> [DIRECTIONS FOR THIS TASK]:
All the data beneath this line is to be reproduced exactly.

(Stored entries)

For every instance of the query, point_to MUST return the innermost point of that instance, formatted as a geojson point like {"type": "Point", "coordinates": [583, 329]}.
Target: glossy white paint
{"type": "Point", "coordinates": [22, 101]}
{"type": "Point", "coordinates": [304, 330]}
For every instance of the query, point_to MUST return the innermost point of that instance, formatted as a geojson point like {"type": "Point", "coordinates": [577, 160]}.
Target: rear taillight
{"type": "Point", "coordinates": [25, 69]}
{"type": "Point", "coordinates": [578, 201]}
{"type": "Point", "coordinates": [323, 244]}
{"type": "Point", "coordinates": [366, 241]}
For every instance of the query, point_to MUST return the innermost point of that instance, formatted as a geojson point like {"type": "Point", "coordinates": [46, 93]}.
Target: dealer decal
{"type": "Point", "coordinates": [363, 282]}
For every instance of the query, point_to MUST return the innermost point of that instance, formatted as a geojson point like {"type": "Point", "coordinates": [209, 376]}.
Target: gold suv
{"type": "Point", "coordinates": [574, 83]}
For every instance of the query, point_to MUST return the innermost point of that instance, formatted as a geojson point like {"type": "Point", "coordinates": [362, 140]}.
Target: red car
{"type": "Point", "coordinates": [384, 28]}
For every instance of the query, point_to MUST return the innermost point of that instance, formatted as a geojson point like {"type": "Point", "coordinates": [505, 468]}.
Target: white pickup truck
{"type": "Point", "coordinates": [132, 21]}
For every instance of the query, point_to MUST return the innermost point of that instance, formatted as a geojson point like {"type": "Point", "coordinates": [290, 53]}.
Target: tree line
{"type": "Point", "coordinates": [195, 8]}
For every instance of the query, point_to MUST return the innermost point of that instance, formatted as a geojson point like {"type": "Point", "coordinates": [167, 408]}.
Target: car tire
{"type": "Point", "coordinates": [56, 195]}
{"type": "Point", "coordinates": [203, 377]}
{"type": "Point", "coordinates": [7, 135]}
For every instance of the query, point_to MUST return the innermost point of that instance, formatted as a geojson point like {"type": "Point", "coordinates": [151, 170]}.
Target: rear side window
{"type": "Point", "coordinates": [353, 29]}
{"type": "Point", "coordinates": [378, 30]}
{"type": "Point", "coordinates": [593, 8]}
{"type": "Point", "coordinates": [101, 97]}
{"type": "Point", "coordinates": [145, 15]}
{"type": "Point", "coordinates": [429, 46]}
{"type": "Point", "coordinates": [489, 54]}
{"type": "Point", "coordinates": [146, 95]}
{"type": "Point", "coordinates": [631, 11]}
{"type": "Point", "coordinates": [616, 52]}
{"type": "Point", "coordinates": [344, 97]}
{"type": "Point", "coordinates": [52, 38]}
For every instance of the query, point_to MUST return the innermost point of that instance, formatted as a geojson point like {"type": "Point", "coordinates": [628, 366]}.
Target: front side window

> [TASK ANSWER]:
For every instance of the query, point_to MUST return the innermost point of that instance, formatted as a geojson point like {"type": "Point", "coordinates": [583, 329]}.
Target: glossy white paint
{"type": "Point", "coordinates": [22, 101]}
{"type": "Point", "coordinates": [304, 330]}
For every instance of the query, point_to MUST return the innermost point of that instance, formatted as a geojson point like {"type": "Point", "coordinates": [577, 160]}.
Target: rear taillight
{"type": "Point", "coordinates": [25, 69]}
{"type": "Point", "coordinates": [578, 201]}
{"type": "Point", "coordinates": [323, 244]}
{"type": "Point", "coordinates": [366, 241]}
For every instance of the query, point_to MUST return the innermost point of that instance, formatted as a geojson point like {"type": "Point", "coordinates": [46, 93]}.
Target: dealer decal
{"type": "Point", "coordinates": [363, 282]}
For every instance of the query, point_to MUST return the innermost point of that instance, formatted as a geojson point like {"type": "Point", "coordinates": [209, 376]}.
Target: gold suv
{"type": "Point", "coordinates": [574, 83]}
For every instance of the query, point_to MUST return the innermost point of that instance, formatted as a geojson point like {"type": "Point", "coordinates": [362, 140]}.
Target: red car
{"type": "Point", "coordinates": [384, 28]}
For every instance of the query, point_to MUST return the innermost point of that instance, formatted as a geojson point like {"type": "Point", "coordinates": [505, 468]}.
Target: white pickup truck
{"type": "Point", "coordinates": [132, 21]}
For every instance of the query, point_to MUST return the innermost point of that instance, formatted as a geojson point like {"type": "Point", "coordinates": [290, 53]}.
Target: tree line
{"type": "Point", "coordinates": [195, 8]}
For every instance of the query, point_to MUST return the innermost point of that instance, formatted as a geojson point like {"type": "Point", "coordinates": [167, 408]}.
Target: car tire
{"type": "Point", "coordinates": [56, 195]}
{"type": "Point", "coordinates": [203, 377]}
{"type": "Point", "coordinates": [7, 135]}
For every instance of the query, point_to MUST return the innermost point of that instance, formatted as a geojson point like {"type": "Point", "coordinates": [151, 170]}.
Target: rear side window
{"type": "Point", "coordinates": [353, 29]}
{"type": "Point", "coordinates": [378, 30]}
{"type": "Point", "coordinates": [593, 8]}
{"type": "Point", "coordinates": [101, 97]}
{"type": "Point", "coordinates": [145, 15]}
{"type": "Point", "coordinates": [429, 46]}
{"type": "Point", "coordinates": [489, 54]}
{"type": "Point", "coordinates": [146, 95]}
{"type": "Point", "coordinates": [631, 11]}
{"type": "Point", "coordinates": [616, 52]}
{"type": "Point", "coordinates": [344, 97]}
{"type": "Point", "coordinates": [52, 38]}
For every instance of the query, point_to MUST return the innermost point of that instance, formatted as a geojson point like {"type": "Point", "coordinates": [628, 366]}.
Target: front side window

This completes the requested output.